Description of the task:
Rewrite the records between the lines holding "label the skyscraper, a point per instance." and "label the building facade, a", inclusive, with the requests kept in place. Increase every point coordinate in the answers by 44.

[Entries from a dataset]

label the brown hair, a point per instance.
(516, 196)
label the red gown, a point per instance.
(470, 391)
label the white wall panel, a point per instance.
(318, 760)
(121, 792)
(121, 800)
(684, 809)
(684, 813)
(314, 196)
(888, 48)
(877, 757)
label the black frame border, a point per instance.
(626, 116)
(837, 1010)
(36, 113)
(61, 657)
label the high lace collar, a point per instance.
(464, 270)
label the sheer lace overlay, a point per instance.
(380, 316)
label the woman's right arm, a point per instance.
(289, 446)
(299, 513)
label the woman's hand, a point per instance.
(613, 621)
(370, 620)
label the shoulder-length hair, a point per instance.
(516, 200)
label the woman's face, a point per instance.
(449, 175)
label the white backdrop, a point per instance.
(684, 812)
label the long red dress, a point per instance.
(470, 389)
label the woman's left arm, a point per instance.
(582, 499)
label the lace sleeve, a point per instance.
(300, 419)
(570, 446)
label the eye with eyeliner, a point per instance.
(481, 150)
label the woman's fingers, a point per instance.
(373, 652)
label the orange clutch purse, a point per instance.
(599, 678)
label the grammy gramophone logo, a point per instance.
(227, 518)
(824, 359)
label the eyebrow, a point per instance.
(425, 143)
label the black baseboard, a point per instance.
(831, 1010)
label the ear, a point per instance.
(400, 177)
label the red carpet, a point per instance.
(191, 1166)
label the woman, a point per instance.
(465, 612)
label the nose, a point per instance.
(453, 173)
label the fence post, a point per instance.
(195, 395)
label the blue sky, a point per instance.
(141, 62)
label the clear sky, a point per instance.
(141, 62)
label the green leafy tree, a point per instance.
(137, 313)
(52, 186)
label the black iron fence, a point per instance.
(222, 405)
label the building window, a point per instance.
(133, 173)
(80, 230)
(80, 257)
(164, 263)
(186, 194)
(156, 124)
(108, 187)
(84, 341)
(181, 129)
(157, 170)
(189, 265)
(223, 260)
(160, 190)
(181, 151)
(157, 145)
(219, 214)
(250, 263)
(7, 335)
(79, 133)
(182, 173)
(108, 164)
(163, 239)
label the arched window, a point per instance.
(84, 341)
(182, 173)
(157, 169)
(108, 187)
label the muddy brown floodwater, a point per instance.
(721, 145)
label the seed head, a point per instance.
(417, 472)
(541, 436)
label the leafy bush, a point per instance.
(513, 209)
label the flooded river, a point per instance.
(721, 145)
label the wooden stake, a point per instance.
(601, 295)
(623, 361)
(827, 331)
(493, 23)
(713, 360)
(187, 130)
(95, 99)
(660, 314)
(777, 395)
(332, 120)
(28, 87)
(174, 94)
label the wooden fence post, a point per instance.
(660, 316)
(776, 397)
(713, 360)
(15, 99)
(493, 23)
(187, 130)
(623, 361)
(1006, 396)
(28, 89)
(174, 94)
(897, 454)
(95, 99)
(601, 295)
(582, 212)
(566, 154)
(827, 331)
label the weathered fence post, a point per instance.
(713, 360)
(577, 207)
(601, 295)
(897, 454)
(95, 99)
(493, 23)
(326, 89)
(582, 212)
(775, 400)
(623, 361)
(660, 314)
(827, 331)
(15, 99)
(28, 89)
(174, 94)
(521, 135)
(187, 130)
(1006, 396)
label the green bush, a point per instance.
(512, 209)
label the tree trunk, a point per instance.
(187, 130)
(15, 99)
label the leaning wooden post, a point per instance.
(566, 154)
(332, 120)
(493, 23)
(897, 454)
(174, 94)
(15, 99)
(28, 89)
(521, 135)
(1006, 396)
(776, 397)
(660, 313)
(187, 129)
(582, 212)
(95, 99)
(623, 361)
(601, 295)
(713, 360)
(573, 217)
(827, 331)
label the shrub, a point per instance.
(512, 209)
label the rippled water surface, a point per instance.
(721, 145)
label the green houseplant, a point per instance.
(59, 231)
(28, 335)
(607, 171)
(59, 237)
...
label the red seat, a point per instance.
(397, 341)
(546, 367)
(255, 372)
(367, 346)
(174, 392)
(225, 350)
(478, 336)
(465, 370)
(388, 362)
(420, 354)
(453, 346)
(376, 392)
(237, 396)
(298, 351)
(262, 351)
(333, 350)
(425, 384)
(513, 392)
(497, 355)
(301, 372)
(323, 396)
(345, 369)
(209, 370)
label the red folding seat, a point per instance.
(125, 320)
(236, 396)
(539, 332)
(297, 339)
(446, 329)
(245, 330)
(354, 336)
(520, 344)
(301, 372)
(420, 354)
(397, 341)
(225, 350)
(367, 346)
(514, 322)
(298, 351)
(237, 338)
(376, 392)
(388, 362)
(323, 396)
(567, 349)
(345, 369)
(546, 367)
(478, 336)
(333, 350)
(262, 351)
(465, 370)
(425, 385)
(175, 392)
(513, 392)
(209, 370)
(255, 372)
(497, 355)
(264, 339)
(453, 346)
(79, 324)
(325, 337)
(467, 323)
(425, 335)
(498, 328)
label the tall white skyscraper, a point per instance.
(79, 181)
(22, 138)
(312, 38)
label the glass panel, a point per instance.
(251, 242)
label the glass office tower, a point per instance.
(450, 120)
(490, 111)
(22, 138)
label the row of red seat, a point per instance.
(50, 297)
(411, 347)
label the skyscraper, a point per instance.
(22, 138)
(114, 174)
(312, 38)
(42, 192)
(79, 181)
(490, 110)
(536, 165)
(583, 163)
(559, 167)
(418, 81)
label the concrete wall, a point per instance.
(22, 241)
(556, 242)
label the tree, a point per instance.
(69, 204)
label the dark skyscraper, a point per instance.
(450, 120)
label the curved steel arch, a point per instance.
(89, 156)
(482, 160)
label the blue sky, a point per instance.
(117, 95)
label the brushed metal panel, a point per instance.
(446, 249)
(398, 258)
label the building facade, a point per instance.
* * *
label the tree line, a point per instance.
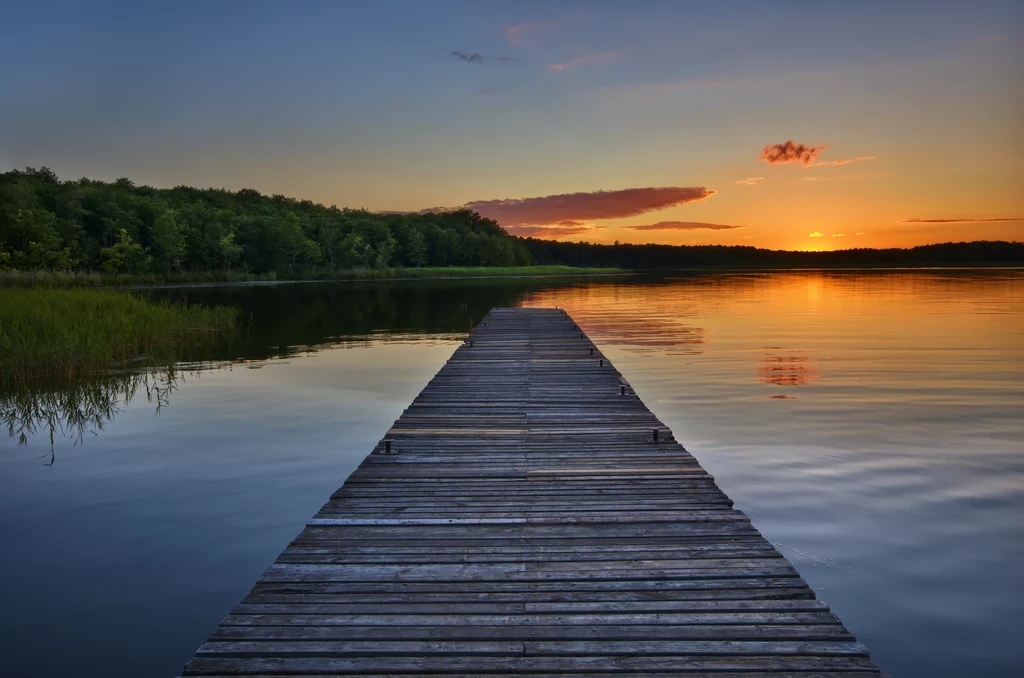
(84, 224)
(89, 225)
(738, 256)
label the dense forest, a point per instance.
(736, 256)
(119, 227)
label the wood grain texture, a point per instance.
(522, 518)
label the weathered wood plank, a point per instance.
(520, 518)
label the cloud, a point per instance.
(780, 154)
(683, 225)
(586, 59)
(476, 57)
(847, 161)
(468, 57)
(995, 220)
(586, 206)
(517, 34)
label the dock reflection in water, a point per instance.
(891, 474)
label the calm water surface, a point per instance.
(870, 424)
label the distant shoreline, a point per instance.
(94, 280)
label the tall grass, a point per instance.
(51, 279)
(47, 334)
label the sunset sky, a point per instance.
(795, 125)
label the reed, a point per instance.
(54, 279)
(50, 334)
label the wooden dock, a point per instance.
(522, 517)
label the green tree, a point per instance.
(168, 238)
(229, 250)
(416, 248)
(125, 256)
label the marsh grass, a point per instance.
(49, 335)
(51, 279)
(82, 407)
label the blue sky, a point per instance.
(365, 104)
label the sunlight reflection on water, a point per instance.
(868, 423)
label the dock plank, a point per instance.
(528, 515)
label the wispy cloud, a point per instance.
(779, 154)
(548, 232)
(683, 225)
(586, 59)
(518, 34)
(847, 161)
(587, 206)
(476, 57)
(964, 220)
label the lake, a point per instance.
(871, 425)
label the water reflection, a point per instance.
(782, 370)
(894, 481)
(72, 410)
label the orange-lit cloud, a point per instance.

Solution for this exercise:
label the skyscraper, a point per instance.
(66, 182)
(158, 218)
(356, 82)
(86, 236)
(123, 225)
(534, 154)
(580, 209)
(627, 207)
(603, 211)
(462, 125)
label the concrete wall, a point per instance.
(66, 285)
(600, 286)
label the tree, a point per instance.
(113, 248)
label the dark skyscraper, a point per instance.
(494, 164)
label the curved steel arch, a point per instance.
(133, 200)
(526, 204)
label the blue sky, a point per instance.
(161, 139)
label the brushed metal panel, a point per instance.
(490, 293)
(442, 302)
label the building facade, a point per instance.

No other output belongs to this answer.